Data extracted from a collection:
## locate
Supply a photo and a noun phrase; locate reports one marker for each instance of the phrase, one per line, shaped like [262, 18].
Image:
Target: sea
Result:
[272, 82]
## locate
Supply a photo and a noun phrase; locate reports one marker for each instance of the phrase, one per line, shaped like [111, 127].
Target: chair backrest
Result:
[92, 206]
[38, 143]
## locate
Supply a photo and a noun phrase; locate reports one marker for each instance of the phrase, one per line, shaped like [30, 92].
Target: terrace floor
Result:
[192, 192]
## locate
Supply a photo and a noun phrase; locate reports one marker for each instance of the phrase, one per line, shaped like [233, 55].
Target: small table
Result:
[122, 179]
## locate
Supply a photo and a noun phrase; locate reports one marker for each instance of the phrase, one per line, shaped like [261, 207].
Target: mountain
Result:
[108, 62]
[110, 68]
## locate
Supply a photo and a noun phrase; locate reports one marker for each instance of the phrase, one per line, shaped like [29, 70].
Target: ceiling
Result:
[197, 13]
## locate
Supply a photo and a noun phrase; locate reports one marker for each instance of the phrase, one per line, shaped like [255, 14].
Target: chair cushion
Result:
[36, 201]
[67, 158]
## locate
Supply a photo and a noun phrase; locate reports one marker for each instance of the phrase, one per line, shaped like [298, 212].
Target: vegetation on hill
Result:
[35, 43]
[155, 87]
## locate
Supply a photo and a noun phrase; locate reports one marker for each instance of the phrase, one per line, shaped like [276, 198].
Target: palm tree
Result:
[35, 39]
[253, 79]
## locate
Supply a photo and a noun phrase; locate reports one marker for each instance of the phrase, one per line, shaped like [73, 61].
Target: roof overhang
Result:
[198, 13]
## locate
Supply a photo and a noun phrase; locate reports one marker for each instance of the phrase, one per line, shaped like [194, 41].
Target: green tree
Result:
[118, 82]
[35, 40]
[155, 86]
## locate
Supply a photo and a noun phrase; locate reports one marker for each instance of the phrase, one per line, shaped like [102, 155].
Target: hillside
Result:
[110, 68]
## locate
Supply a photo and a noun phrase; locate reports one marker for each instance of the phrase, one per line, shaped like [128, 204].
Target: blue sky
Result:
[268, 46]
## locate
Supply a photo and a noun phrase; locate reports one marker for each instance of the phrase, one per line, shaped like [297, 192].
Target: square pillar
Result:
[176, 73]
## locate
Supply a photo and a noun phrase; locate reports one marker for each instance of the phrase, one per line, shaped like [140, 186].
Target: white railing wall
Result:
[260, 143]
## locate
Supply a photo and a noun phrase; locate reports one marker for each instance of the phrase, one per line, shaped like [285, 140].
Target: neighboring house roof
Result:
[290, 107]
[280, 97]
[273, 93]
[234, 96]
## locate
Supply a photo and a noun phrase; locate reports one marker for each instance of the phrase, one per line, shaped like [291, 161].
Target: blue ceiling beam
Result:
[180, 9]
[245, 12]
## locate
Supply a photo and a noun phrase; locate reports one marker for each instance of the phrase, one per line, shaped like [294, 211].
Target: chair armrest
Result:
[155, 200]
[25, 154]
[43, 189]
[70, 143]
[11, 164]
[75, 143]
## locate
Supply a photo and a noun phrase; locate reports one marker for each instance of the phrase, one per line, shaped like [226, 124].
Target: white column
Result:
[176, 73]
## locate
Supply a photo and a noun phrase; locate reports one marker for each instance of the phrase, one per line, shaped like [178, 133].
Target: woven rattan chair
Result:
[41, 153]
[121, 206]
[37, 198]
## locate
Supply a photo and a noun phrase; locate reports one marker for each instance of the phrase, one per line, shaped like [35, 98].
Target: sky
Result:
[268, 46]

## Instructions for the task
Looking at the entries, how many lines contain the string "chair"? The answer is that number alone.

## Answer to this problem
4